• [ENTRIES SHOWN]

----------------

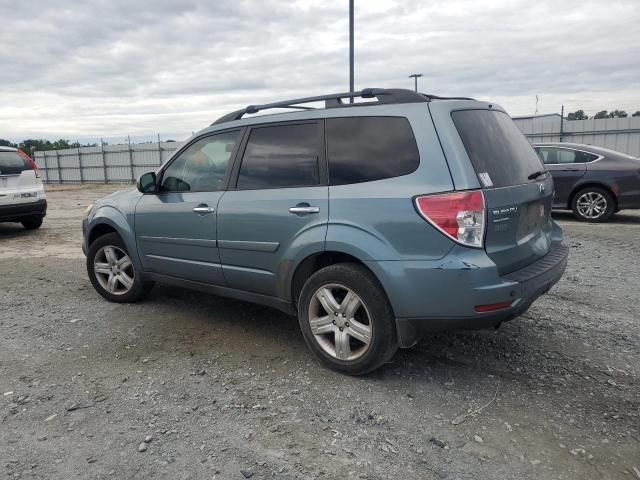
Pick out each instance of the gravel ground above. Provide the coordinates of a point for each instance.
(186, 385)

----------------

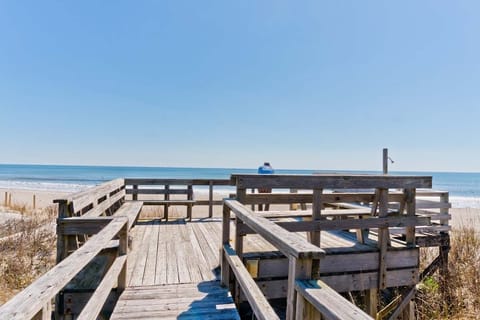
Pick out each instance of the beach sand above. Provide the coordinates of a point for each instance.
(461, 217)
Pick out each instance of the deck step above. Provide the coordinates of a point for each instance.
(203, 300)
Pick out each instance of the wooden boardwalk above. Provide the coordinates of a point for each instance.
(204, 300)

----------------

• [TO DO] From the material above, copy each line that contains the string "boardwalk", matching case exactly.

• [FINAL RESULT]
Pick out each instance of the wooden boardwalk above. Provide the coordinates of a point for each instance.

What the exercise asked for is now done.